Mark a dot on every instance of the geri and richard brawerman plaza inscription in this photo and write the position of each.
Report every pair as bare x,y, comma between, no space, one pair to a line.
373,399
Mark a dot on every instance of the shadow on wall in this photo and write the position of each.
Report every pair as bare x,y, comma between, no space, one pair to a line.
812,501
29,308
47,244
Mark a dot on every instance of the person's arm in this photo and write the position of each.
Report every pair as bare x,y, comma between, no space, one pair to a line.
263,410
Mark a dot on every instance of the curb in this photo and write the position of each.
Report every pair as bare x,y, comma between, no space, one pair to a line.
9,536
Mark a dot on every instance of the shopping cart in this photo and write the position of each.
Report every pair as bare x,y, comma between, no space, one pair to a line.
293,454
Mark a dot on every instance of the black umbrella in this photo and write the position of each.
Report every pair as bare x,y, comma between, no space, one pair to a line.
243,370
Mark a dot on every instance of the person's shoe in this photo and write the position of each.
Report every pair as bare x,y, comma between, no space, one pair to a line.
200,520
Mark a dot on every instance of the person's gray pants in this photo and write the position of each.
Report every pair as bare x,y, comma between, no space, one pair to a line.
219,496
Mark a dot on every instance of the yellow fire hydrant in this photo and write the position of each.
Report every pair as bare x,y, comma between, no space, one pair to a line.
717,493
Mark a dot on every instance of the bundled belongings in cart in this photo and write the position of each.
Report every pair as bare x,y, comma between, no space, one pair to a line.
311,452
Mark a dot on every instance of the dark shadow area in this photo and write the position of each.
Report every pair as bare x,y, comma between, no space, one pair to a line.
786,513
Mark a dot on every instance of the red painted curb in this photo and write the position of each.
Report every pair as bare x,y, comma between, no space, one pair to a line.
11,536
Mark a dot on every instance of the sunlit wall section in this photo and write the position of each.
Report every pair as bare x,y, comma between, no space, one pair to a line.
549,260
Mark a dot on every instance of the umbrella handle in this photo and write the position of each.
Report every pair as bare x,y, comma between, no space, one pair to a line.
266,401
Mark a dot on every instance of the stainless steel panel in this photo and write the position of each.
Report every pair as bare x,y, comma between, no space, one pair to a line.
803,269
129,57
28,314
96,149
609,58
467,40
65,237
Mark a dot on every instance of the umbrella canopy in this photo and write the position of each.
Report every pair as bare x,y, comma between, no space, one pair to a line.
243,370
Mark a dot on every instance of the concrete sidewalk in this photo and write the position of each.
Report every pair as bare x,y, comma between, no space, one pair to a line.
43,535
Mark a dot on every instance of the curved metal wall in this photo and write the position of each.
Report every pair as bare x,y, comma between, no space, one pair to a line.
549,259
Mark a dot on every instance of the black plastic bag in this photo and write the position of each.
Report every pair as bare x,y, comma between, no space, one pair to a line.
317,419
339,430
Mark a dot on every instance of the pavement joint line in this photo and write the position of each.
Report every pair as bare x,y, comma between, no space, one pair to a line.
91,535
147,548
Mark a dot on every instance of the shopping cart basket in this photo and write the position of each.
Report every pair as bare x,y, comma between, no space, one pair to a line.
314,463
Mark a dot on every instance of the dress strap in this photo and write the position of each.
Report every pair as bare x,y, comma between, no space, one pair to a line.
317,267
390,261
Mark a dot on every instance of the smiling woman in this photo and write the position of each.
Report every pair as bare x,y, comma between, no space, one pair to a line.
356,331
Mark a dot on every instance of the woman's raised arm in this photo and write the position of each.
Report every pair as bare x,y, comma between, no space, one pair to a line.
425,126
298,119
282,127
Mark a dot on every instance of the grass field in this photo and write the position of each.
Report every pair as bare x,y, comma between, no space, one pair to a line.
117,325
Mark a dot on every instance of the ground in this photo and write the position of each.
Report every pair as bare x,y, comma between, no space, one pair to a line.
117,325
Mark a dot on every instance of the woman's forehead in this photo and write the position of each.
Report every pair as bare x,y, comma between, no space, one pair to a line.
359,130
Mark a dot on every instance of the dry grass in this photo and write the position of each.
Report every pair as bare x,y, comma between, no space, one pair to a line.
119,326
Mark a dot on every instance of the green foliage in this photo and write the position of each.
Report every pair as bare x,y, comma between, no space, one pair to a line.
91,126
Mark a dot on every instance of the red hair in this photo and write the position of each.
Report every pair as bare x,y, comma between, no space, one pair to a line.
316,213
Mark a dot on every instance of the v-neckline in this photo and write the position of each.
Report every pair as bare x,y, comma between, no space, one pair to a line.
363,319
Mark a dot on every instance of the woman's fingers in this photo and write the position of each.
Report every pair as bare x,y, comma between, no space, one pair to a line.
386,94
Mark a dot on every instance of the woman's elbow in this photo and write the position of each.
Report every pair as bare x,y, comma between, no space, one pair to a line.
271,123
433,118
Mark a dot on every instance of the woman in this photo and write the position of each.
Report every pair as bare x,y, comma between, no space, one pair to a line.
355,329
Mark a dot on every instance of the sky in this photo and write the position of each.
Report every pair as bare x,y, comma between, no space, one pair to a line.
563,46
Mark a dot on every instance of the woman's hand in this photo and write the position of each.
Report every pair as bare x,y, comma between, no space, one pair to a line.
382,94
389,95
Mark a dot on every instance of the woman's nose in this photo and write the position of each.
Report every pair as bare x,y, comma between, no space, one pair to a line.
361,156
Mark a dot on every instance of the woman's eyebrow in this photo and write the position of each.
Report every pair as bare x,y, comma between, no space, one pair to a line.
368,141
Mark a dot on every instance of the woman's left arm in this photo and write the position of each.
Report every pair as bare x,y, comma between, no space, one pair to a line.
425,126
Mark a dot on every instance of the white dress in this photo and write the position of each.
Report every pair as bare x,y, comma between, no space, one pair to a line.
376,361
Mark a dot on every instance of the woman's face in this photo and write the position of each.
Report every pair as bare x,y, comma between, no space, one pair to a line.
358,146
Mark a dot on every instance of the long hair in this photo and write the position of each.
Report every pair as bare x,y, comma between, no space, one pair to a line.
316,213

## What to produce
Reproducing the whole listing above is not the task. Copy exactly only the lines from the one with "Mark a dot on every instance of the dark" to the one with "Mark a dot on every instance of the pavement", both kept.

## Result below
Mark a dot on every instance of the dark shadow area in this photo and write the position of each.
Report every pair as bare x,y, comma between, no space, one pair to a line.
786,513
Mark a dot on every instance of the red painted curb in this photo and write the position of each.
Report every pair as bare x,y, comma between, no space, one pair to a line.
11,536
Mark a dot on every instance of the sunlit wall section in this photo and write the position of each.
Report every pair as bare x,y, comma between, no space, one pair to a line.
549,260
Mark a dot on every instance of the umbrella handle in this photo and write the position of each.
Report every pair as bare x,y, comma between, no space, one pair to a line.
266,401
Mark a dot on every instance of the stainless steel panel in this photo and write the position of each.
Report every pair as bare x,y, comma between, no space, one pair to a line.
803,269
129,57
28,314
96,149
609,58
467,40
65,237
Mark a dot on every instance of the umbrella canopy in this photo and write the position of each.
Report every pair as bare x,y, comma between, no space, one pair to a line.
243,370
Mark a dot on every instance of the concrete sidewalk in this photo and write the position of each.
Report every pair as bare x,y, comma between, no space, one pair to a line.
43,535
Mark a dot on every instance of the curved metal wall in this photo and write the position of each.
Report every pair as bare x,y, comma between, no space, one pair to a line.
549,259
Mark a dot on every instance of the black plastic bag in this photo and write the position of each.
Report every pair as bare x,y, comma between, no space, one pair to a line.
317,419
339,430
Mark a dot on every instance of the pavement joint line in this photo and write the position of each.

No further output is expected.